What to do
If a line in the entries below includes "pole", pick it out and copy it.

Records supplied
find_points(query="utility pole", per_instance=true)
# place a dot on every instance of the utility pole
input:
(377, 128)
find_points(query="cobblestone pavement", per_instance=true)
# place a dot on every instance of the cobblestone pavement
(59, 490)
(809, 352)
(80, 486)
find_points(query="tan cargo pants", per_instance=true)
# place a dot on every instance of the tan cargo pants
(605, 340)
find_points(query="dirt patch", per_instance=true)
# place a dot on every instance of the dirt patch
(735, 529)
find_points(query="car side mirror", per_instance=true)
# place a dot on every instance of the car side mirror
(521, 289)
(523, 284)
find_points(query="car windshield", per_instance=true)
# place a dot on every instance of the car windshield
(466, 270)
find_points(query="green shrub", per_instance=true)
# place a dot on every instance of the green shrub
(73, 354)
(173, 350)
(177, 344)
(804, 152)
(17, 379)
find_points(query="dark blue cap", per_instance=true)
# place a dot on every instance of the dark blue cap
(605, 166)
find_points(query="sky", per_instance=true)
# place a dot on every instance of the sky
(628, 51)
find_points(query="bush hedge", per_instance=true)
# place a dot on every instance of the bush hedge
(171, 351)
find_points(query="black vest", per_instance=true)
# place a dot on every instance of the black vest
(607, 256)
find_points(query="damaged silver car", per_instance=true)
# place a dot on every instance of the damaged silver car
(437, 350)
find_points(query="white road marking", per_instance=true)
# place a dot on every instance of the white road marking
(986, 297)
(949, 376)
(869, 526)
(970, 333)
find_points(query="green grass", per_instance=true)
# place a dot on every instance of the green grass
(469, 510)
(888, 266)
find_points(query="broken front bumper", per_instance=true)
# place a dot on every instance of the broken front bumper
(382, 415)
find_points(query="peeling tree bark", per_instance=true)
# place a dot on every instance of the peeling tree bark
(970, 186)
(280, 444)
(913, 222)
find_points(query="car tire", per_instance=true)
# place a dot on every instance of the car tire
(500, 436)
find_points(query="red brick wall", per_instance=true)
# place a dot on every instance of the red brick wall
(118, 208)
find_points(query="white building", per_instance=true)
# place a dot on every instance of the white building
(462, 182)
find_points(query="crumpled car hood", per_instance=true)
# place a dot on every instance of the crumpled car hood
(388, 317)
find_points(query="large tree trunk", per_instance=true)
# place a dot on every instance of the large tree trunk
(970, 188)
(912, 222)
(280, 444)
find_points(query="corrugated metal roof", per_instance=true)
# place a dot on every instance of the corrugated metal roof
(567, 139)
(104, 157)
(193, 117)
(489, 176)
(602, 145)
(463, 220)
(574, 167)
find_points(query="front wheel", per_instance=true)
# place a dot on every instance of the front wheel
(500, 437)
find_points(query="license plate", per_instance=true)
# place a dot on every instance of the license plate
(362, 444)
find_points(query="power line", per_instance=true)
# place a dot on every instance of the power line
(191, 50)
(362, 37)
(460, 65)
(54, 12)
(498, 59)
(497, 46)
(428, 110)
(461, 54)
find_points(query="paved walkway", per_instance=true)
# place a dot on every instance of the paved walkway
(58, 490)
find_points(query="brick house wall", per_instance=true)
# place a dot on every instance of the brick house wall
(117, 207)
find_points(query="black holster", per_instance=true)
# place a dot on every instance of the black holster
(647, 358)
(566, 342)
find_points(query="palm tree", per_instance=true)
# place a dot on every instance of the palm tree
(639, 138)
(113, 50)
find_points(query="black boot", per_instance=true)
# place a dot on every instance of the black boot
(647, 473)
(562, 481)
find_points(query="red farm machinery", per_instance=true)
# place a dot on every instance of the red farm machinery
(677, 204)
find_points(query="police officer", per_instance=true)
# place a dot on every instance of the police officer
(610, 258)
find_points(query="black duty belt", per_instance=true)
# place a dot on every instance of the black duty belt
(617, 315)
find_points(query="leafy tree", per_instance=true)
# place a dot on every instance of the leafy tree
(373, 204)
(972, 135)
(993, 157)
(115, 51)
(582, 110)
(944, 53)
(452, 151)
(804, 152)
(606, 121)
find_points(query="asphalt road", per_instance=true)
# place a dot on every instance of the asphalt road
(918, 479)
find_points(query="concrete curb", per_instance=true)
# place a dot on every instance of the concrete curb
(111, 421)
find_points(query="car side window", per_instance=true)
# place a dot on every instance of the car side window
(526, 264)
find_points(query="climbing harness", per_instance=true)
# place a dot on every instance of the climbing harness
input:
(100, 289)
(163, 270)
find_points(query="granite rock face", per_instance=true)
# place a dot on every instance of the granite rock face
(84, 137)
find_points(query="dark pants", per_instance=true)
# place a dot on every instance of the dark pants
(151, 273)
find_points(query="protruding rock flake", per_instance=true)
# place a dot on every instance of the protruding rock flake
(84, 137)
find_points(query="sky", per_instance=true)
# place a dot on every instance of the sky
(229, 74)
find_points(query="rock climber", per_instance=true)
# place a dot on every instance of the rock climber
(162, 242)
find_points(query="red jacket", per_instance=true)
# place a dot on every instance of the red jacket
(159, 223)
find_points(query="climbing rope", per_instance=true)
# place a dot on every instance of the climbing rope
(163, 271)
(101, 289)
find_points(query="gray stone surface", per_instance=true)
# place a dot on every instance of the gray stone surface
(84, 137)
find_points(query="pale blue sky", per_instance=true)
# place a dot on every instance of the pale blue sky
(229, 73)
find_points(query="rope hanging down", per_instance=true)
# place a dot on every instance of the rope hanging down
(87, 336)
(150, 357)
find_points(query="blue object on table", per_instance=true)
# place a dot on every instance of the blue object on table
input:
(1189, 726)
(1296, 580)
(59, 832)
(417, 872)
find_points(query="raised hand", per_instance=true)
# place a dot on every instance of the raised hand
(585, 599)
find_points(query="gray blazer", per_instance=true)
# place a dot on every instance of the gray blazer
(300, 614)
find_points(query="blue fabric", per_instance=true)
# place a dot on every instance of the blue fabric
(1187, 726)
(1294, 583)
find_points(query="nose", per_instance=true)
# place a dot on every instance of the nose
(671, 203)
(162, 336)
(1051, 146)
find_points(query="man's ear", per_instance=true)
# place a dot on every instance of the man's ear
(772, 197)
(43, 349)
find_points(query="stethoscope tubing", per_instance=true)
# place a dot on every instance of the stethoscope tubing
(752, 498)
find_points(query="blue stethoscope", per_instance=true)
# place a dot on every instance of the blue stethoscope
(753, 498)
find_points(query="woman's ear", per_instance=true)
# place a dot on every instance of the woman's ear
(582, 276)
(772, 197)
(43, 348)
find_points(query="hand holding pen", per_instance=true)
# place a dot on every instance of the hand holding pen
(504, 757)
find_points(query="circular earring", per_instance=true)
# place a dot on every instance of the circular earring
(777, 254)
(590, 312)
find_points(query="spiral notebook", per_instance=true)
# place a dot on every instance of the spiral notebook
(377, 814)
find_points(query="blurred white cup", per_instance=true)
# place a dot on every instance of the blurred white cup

Answer to this task
find_points(query="utility pole", per_instance=true)
# place a dot on every instance of the utility pole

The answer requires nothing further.